**Exercise requirements**
Print the lines below exactly, beginning with the one that contains "Where can the human" and stopping after the last line.

**Materials provided**
= Beginning of Section =

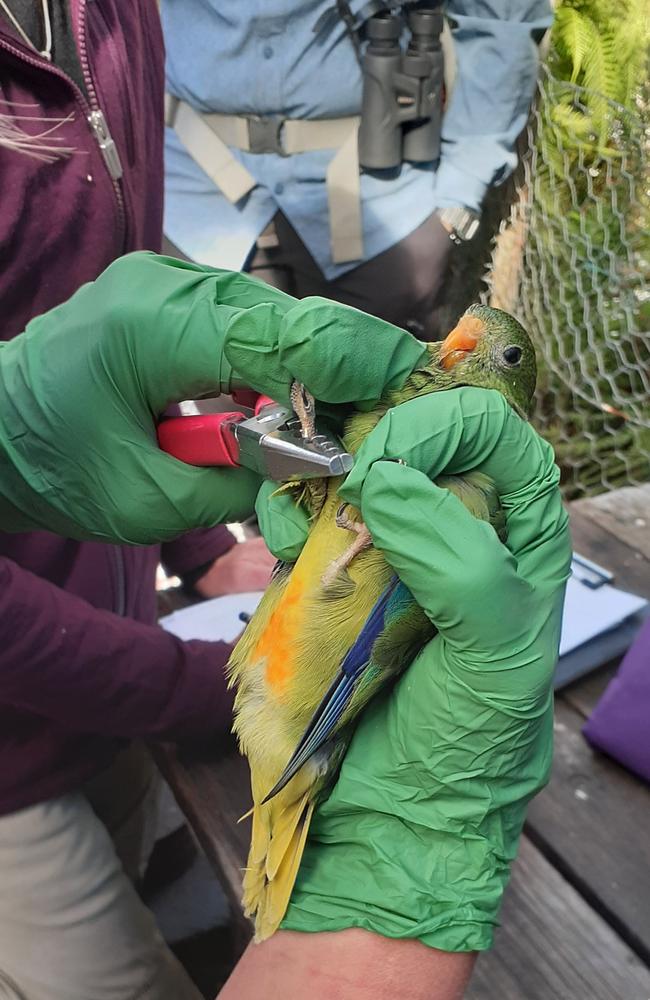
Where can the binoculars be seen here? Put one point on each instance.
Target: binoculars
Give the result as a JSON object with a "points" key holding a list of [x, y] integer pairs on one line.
{"points": [[401, 107]]}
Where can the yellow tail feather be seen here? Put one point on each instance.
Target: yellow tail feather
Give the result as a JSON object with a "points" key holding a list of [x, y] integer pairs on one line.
{"points": [[277, 843]]}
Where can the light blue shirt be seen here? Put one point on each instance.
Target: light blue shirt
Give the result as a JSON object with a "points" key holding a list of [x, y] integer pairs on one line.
{"points": [[262, 57]]}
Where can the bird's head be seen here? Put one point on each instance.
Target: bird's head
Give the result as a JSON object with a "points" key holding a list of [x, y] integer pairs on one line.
{"points": [[489, 349]]}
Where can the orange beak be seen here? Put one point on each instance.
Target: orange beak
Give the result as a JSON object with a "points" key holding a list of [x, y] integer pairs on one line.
{"points": [[461, 341]]}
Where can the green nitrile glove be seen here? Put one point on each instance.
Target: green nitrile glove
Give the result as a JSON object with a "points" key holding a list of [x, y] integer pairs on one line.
{"points": [[417, 836], [81, 389]]}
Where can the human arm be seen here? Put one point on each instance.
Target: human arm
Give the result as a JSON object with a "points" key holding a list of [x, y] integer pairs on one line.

= End of Section =

**Exercise solution**
Where can the human arm be seen here? Put one point on each instance.
Target: human arm
Give the result as a JSON object with a "points" key holding a list of [x, y] integer pairs on one line.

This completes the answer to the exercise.